Rows from a dataset
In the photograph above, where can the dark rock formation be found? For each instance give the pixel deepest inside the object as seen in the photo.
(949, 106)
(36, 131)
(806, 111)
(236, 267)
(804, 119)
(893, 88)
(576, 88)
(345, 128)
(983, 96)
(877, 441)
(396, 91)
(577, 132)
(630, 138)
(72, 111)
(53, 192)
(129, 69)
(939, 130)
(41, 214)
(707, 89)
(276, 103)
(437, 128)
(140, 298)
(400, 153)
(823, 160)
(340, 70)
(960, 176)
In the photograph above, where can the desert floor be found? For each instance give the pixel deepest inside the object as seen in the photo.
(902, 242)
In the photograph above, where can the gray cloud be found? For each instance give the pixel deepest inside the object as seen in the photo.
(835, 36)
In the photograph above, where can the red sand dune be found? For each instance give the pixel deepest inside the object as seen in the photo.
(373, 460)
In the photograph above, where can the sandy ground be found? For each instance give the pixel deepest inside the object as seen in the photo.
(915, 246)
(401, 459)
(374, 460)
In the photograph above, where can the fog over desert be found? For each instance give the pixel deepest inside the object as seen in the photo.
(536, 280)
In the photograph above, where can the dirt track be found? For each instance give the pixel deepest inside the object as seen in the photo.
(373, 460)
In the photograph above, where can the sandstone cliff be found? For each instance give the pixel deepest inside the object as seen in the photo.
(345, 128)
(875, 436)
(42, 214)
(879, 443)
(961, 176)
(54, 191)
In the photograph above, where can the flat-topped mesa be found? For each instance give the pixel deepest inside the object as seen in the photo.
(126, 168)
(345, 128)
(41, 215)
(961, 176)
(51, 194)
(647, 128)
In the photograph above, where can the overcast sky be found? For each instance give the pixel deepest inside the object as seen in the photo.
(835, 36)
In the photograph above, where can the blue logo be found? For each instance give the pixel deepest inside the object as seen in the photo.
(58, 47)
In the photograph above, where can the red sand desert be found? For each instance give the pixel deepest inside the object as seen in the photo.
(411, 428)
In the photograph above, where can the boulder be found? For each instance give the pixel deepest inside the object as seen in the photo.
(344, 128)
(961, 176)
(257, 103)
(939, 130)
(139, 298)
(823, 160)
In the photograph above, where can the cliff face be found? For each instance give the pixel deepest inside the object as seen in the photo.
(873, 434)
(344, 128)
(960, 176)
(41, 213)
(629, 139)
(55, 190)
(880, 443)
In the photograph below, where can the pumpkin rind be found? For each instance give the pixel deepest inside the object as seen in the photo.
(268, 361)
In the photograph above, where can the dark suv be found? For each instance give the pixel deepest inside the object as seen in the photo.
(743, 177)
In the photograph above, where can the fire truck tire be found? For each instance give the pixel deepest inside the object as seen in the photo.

**REQUEST**:
Begin with the line that contains "In the photograph above, where can the fog" and quote each line after it exactly, stopping after the last line of the data.

**EXERCISE SOLUTION**:
In the photograph above, where can the fog over desert be found? For each instance give the pixel deepest inside the object as seen in the photo.
(536, 280)
In the photograph above, where can the dirt track be found? For each instance give the pixel deepest inside the object as seen in the photo.
(373, 460)
In the photograph above, where can the sandstone cliff be found? For each instance give the pixel deepest inside the object as seen in the photo.
(345, 128)
(875, 436)
(42, 214)
(879, 443)
(961, 176)
(54, 191)
In the photograph above, where can the flat-topped mesa be found? For each instance give the pixel deepest inside the object as seen in the photo.
(126, 168)
(345, 128)
(41, 215)
(961, 176)
(51, 194)
(647, 128)
In the photograph above, where can the overcast sky be found? For each instance give the pixel deepest inside the object as seen in the photo.
(835, 36)
In the photograph above, where can the blue logo be found? For each instance give the pixel deepest inside the object as seen in the photo.
(58, 47)
In the photograph above, where can the red sand desert be found? For each instance give the pixel deepest inside the object as seen in the photo.
(411, 428)
In the photograph above, where can the boulder be found? For each instance give the pixel deepest inside the object as seen in the photo.
(344, 128)
(961, 176)
(257, 103)
(939, 130)
(139, 298)
(823, 160)
In the photograph above, where can the cliff face be found? For each instance give the pixel deepest inside the object as seen in the photo.
(873, 434)
(344, 128)
(960, 176)
(41, 213)
(629, 139)
(55, 190)
(880, 443)
In the photograph below, where can the pumpkin rind be found? For each instance give the pixel deepest inside the object as seen in the photo.
(268, 361)
In the photograph above, where can the dark suv be found? For each instance give the pixel deepest inside the object as seen in the photo.
(743, 177)
In the photograph above, where can the fire truck tire be found? For each instance give the pixel deepest inside the object as seen in the photo.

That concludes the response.